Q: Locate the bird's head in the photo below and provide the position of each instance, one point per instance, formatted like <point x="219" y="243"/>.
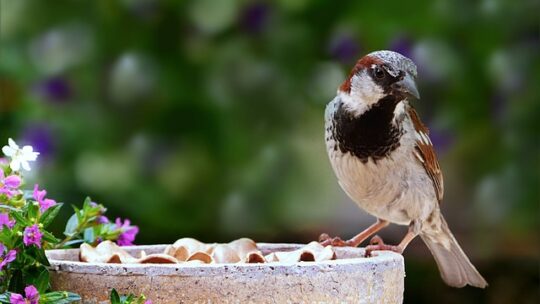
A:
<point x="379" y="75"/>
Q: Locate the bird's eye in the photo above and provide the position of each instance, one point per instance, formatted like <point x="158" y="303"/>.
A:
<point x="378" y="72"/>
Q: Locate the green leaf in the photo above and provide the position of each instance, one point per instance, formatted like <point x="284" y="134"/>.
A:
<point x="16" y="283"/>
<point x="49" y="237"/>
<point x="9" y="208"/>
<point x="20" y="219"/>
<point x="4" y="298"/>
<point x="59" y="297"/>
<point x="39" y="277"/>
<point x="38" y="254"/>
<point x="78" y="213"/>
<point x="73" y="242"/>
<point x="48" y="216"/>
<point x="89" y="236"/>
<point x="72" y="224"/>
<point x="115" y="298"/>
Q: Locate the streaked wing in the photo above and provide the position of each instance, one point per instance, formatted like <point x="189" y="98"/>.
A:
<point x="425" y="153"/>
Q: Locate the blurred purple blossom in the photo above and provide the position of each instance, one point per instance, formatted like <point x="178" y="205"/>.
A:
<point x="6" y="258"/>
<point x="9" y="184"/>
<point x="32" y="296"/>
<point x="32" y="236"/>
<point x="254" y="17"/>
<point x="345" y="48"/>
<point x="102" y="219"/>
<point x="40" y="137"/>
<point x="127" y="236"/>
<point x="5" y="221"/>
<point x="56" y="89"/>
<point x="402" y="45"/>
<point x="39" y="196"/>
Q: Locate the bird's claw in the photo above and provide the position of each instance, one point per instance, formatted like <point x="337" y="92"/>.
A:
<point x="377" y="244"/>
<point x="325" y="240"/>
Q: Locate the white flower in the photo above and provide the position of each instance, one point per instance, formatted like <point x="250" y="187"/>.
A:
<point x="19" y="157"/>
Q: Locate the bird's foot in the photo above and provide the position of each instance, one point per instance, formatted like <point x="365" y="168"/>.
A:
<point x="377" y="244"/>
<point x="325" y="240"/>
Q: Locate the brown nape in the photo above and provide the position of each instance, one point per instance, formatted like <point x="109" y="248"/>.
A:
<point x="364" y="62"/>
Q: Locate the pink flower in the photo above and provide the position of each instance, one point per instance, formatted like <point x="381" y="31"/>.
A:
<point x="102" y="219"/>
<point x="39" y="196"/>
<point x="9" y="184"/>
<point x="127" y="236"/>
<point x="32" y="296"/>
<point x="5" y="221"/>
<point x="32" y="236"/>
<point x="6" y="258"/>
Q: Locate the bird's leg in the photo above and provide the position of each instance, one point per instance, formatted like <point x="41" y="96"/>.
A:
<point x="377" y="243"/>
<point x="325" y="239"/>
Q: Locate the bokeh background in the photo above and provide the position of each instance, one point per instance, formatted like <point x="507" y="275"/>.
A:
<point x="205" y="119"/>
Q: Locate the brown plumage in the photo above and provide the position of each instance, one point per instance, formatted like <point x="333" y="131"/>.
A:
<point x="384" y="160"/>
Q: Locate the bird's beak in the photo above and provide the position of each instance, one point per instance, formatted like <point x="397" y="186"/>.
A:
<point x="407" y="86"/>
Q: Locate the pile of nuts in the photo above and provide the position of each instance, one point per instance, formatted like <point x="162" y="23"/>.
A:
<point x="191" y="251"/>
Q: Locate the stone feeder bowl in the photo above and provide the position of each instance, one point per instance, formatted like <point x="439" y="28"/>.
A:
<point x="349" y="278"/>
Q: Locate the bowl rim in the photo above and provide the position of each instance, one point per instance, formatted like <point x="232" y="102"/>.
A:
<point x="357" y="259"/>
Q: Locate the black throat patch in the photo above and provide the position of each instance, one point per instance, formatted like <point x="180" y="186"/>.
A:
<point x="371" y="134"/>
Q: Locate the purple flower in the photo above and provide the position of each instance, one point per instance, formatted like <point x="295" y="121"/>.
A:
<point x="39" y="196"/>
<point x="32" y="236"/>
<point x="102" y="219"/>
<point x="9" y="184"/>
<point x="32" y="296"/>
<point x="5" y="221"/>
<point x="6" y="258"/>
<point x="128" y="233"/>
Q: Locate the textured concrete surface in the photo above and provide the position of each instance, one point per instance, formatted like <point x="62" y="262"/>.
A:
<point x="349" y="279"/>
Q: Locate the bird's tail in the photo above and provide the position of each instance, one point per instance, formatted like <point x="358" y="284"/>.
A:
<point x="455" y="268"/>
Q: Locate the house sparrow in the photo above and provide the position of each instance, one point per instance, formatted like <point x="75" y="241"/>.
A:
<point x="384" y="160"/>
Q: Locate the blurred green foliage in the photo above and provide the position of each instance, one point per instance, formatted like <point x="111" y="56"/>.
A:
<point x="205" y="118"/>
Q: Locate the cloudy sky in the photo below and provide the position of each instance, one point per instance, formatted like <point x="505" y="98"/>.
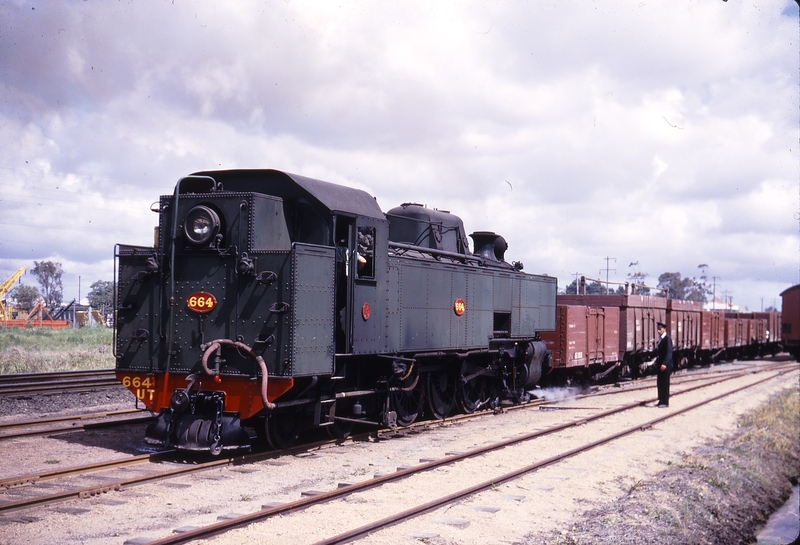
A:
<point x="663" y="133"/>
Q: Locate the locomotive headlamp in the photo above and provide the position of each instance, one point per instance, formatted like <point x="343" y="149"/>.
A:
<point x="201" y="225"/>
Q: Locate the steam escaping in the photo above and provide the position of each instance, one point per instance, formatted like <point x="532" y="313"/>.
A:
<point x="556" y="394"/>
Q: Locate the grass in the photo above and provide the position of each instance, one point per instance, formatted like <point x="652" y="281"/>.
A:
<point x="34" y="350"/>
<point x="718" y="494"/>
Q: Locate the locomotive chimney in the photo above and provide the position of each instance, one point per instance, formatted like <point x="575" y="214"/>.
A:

→ **TASK INSTRUCTIONS**: Rewrite the material from the line containing "Q: Locate the grass" through the end of the material, inclusive, requests included, multiplying every point coordinate in the answers by 2.55 and rounding to whole numbers with halves rounded up. Leave the requests and their format samples unchanged.

→ **FULL ANSWER**:
Q: Locate the grass in the photo above and provide the position of each instance, one point per instance, formatted like <point x="652" y="281"/>.
A:
<point x="87" y="893"/>
<point x="1831" y="1260"/>
Q: Locate the locomotive chimney in the photo above and provide the position of each instance, one point per instance, formatted like <point x="575" y="214"/>.
A:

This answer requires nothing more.